**Work to be completed:**
Your answer should be the lines from the one with "Target: green foliage" to the end of the data below, both included, exact and free of pictures.

**Material provided:**
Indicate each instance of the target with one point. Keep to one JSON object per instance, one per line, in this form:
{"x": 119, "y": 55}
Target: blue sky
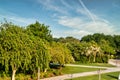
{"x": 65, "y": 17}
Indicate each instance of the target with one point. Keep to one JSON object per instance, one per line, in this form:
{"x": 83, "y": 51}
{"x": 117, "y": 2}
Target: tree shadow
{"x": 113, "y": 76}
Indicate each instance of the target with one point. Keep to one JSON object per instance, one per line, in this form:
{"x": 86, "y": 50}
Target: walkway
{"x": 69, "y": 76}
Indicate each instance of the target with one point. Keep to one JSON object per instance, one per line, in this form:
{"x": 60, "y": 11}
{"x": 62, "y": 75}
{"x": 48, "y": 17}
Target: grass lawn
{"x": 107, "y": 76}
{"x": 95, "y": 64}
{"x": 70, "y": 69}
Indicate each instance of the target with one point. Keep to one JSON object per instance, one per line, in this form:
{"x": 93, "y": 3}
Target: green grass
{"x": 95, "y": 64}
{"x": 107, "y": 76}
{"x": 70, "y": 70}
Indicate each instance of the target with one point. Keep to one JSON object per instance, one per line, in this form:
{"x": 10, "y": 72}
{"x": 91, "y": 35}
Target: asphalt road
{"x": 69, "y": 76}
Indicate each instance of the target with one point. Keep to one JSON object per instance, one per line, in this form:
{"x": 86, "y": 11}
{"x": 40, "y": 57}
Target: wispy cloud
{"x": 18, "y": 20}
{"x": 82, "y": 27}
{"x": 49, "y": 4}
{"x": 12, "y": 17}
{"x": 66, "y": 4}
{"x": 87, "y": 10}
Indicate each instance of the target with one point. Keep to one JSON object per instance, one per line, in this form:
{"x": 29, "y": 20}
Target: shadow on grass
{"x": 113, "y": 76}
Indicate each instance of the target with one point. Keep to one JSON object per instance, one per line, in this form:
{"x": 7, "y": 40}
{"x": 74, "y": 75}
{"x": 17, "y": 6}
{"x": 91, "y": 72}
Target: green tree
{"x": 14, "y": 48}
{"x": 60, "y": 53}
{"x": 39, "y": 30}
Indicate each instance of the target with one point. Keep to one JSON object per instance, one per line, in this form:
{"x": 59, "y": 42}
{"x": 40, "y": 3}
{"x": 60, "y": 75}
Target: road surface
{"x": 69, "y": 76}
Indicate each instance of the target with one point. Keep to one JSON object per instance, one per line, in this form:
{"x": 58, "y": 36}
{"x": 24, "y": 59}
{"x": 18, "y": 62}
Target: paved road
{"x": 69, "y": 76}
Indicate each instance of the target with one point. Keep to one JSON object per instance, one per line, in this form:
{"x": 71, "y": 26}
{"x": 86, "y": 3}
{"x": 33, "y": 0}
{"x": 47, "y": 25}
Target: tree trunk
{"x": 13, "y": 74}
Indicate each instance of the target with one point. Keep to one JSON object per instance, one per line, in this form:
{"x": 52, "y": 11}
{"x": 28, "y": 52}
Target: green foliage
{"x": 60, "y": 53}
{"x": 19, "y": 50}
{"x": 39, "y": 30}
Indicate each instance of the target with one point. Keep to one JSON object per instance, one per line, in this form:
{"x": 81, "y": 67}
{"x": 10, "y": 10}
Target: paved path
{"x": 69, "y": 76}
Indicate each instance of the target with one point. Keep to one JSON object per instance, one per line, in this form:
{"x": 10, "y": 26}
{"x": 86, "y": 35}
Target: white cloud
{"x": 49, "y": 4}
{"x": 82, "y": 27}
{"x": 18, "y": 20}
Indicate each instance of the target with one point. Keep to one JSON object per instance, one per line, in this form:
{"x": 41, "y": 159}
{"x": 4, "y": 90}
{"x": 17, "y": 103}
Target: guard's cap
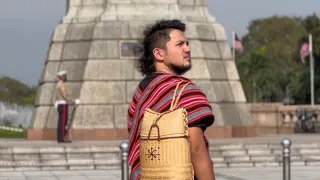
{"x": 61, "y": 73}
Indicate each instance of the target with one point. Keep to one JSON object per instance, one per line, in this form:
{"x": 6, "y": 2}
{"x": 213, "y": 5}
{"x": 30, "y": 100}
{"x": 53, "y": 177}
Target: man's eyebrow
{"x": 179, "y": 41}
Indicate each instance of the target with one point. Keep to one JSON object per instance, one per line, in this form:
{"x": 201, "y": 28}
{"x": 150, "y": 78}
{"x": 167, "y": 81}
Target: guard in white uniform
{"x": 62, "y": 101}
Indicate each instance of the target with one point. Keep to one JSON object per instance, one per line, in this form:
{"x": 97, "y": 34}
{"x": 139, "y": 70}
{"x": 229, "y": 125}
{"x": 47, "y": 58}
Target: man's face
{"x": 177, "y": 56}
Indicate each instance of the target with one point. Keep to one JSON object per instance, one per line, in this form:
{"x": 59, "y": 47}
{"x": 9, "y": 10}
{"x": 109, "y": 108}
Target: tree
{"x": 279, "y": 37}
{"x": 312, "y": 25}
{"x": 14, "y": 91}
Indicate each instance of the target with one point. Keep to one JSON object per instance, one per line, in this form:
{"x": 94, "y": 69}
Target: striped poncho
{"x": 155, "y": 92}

**Result of this exercise:**
Target: green foliage
{"x": 60, "y": 53}
{"x": 19, "y": 50}
{"x": 39, "y": 30}
Indicate each instance of the target with one point. Keep to one JSON object per instance, one per line, in this form:
{"x": 81, "y": 67}
{"x": 10, "y": 10}
Target: paved path
{"x": 69, "y": 76}
Indicate each instance of the target with one point. Keep to one JSON object per instance, one per line, in this form:
{"x": 10, "y": 26}
{"x": 86, "y": 35}
Target: white cloud
{"x": 49, "y": 4}
{"x": 82, "y": 27}
{"x": 18, "y": 20}
Indicate each instance of the target with one point. Keep to one JSON object per instance, one per line, in this form:
{"x": 41, "y": 159}
{"x": 4, "y": 90}
{"x": 17, "y": 103}
Target: guard's cap
{"x": 61, "y": 73}
Indicate each instance of the target with one point. Keep to one JSON object per instance, one per line, in this form:
{"x": 6, "y": 2}
{"x": 213, "y": 5}
{"x": 30, "y": 100}
{"x": 53, "y": 177}
Target: man's eyebrow
{"x": 179, "y": 41}
Indicate each instance of the target with one point. Keep to one JSON object per instance, one per line, in this form:
{"x": 201, "y": 28}
{"x": 150, "y": 78}
{"x": 167, "y": 81}
Target: guard in white uniform
{"x": 62, "y": 101}
Indicate each instance of the target with one point. Keep to one JSON object per instance, one per line, in this form:
{"x": 97, "y": 34}
{"x": 139, "y": 70}
{"x": 229, "y": 125}
{"x": 47, "y": 58}
Target: man's face
{"x": 177, "y": 56}
Indicate each instance of the target with one point. Keep to one JSON object per instance, one per line, in this form:
{"x": 59, "y": 47}
{"x": 9, "y": 10}
{"x": 109, "y": 108}
Target: tree
{"x": 279, "y": 37}
{"x": 312, "y": 25}
{"x": 14, "y": 91}
Indicate each instance of the target with one point. Keep to one JSON object per instance, one per line, in this form:
{"x": 94, "y": 69}
Target: striped poncho
{"x": 155, "y": 92}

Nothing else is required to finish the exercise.